* **Goal of the exercise**
No pictures should be carried over. Output all other parts of the entries verbatim.

[Natural language region descriptions]
——————————
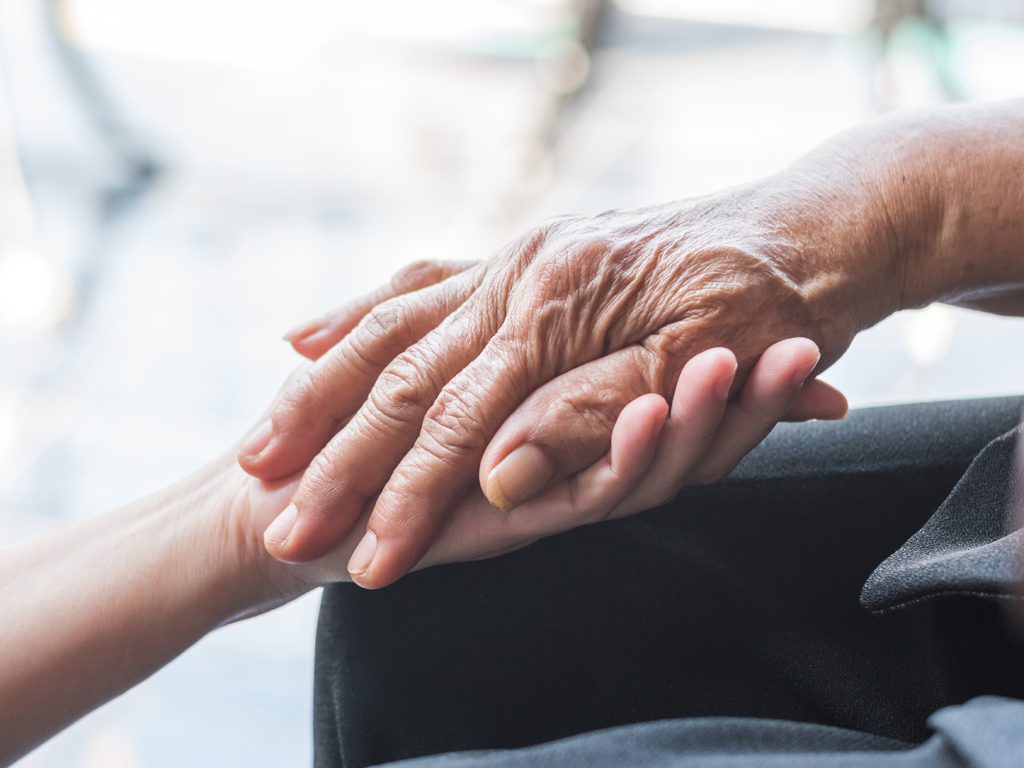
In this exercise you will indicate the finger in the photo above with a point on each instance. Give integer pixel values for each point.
(476, 529)
(770, 391)
(698, 406)
(359, 460)
(334, 387)
(313, 338)
(818, 400)
(565, 426)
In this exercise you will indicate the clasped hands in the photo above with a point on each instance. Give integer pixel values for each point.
(586, 372)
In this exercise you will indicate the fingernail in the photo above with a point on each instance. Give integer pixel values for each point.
(801, 375)
(279, 530)
(301, 331)
(257, 439)
(518, 477)
(723, 385)
(363, 555)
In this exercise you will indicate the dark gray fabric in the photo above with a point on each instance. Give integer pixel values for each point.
(966, 547)
(736, 600)
(680, 742)
(987, 732)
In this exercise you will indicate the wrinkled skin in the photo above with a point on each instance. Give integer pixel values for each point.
(553, 337)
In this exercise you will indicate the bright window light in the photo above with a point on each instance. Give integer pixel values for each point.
(833, 16)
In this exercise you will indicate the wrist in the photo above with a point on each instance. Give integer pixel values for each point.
(225, 516)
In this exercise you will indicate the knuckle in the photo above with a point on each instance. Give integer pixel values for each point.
(454, 426)
(385, 326)
(403, 391)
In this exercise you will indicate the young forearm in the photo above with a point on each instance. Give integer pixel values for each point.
(90, 610)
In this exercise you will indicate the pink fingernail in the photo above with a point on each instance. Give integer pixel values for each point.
(302, 331)
(358, 563)
(518, 477)
(723, 385)
(258, 439)
(279, 530)
(801, 375)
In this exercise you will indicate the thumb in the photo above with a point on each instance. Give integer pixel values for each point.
(566, 425)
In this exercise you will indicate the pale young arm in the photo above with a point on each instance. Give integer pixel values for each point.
(90, 610)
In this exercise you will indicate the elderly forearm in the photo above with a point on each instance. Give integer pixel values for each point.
(949, 183)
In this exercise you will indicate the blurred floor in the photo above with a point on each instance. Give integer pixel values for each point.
(291, 185)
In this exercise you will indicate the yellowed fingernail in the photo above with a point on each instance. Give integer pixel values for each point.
(518, 477)
(279, 530)
(363, 555)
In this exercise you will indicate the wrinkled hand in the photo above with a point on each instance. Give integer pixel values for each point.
(654, 451)
(610, 307)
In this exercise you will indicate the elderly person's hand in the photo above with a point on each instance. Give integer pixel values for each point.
(609, 306)
(654, 450)
(513, 371)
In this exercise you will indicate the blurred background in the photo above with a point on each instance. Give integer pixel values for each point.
(180, 182)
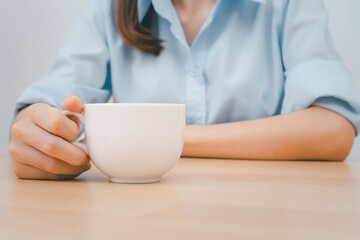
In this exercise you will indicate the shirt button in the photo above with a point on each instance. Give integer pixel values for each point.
(194, 72)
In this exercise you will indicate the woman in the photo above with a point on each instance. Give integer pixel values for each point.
(260, 78)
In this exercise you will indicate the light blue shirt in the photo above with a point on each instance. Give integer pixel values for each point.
(251, 59)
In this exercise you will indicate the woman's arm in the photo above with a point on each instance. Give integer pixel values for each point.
(313, 133)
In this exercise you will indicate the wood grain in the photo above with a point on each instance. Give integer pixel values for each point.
(198, 199)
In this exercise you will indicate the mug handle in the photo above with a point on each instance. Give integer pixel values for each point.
(82, 121)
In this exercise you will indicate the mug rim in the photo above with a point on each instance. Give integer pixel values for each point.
(134, 105)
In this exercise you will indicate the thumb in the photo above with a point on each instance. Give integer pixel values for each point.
(73, 103)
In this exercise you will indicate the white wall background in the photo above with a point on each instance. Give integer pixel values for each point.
(33, 31)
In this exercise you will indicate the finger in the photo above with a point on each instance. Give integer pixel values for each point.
(35, 158)
(54, 146)
(53, 121)
(24, 171)
(73, 103)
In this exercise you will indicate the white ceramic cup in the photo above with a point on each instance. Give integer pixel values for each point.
(133, 143)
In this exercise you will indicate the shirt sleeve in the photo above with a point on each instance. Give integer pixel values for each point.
(314, 71)
(82, 67)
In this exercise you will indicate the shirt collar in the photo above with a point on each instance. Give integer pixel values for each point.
(143, 6)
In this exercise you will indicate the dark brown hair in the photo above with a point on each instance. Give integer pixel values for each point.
(134, 33)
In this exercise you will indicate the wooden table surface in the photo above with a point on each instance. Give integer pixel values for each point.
(198, 199)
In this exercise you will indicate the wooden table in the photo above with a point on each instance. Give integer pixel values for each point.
(198, 199)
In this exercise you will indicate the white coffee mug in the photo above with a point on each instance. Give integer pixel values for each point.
(133, 143)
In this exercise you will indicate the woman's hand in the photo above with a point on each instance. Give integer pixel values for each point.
(40, 145)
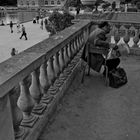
——————————
* **Result for this task**
In this exercise you will indicate the finger in the photo above with a point on each instance. Give integer pixel values for each point.
(476, 529)
(770, 391)
(698, 406)
(359, 460)
(334, 387)
(313, 338)
(818, 400)
(565, 426)
In this exercise you will indicate the clasped hands in the photo above with a point on each instance. Give integer pixel values for each point.
(586, 372)
In this exercise you will indicate the fingernail in the photo above with a point on each instance. Give integer pixel values for each point.
(801, 375)
(279, 530)
(301, 331)
(257, 439)
(518, 477)
(723, 385)
(363, 555)
In this exercise you will indicate the dark gray fabric in the photo above with a point on each instance. Give integer pixel values for each point.
(966, 547)
(736, 600)
(680, 742)
(987, 732)
In this exercise you will indicate the wrinkled skin in the photo above with a point on each instance. Give integer pixel values for each point.
(553, 337)
In this exercise you will indicate the bright window light in the photo above with a point on each instance. Give integer pixel values for each point.
(833, 16)
In this exercise you will indicate the wrist in the photo above with a point on each instance. Give integer pixel values for each point.
(225, 516)
In this exercise you will indicate the knuckle in the photo above with a point on each instance. Give integer pixel values for each point.
(454, 426)
(385, 326)
(403, 391)
In this exercise you will indicate the young forearm in the photo above with a point on each instance. Give integer pixel values for each point.
(90, 610)
In this exercise you will indicate the pink fingernail in the photo above with a point on each instance. Give integer pixel values for each point.
(302, 331)
(358, 563)
(518, 477)
(723, 385)
(258, 439)
(279, 530)
(801, 375)
In this exercise you will indicate the thumb in the photo above with a point on each instance. Give integer pixel values for each point.
(566, 425)
In this exercise you will indicate the pale young arm in the photo above with a point on each instance. Give integer pixel values for each point.
(90, 610)
In this exercise you will indicate the elderly forearm in the photo above with a point on each instance. Give integer pixel values for each point.
(949, 183)
In this exercise you will indicate the blurred floor in the photo above with a point on each instance. Give integer pixel values for each point.
(291, 185)
In this exercise you will indicate the yellowed fingernail in the photo above with a point on each instance. Give integer pixel values for each point.
(518, 477)
(279, 530)
(363, 555)
In this exercise you will indicate the wrinkled hand in the photo above with a point on each instance. Give integer pixel values for each point.
(654, 451)
(610, 307)
In this exercise you will indicate the elderly person's hand in the photo above with a point on each instance. Give integer pixel values for each point.
(609, 306)
(654, 450)
(513, 371)
In this exercise you will indicate the blurred background in the photo above with a point on each instance. Give integer pixel values for each point.
(180, 182)
In this exercise you will indicate the shirt button in the photo above with a point on each instance. Give integer pixel values for each point.
(194, 72)
In this exercise you will indicate the woman in the photo above with a point on each instance. Give integer pixel values for each point.
(260, 78)
In this exercise you will indicate the light blue shirt in the photo above with a point on each instance. Give integer pixel values for each point.
(251, 59)
In this exercise you will indicate the woman's arm in the photo above with a point on each instance. Give integer pixel values for each point.
(313, 133)
In this exercise you will indicate the wood grain in the photo above with a point on each instance. Give integer pixel values for each point.
(198, 199)
In this exercise you will indicate the mug handle in the photo above with a point on each instance. Give integer pixel values for each point.
(82, 121)
In this exercise you will indicate the mug rim in the photo above with a point on each instance. Give integer pixel values for each point.
(134, 105)
In this exercise you will indicate the thumb in the photo above with a point on each instance. Give integer pixel values for each point.
(73, 103)
In this exercise you will indicate the white wall background in the photo above with a point on each instance. Give integer pixel values for each point.
(33, 31)
In this exercise you will indicate the finger in the photo above with a point on each instance. Give integer pixel values for each point.
(35, 158)
(54, 146)
(53, 121)
(24, 171)
(73, 103)
In this exercise you will indicate the white ceramic cup in the photo above with a point on each instance. Give integer pixel values for each point.
(133, 143)
In this exercise you will indicate the shirt sleeve in the photo above with a point on each instance. Give integer pixel values for each point.
(314, 71)
(82, 67)
In this exercise you will indicate the shirt collar in the photo above with a point on each instance. Give integer pixel values for each point.
(143, 6)
In this exercise you will indicate the dark brown hair in the photo above with a point on each instance. Give integer pixel values for each point.
(134, 33)
In this exercise you will indicate the wooden table surface in the photo above with a point on each instance. Give integer pixel values for each point.
(198, 199)
In this exercise you will indicate the wooden table in the photo above with a point on each instance. Give integer pixel values for each point.
(198, 199)
In this exercise you will indicate the white coffee mug in the photo above with a point on each instance. Give integer pixel values for each point.
(133, 143)
In this exercise you will indicate the woman's hand in the photo above with a point on each instance. Give integer pixel values for each point.
(40, 145)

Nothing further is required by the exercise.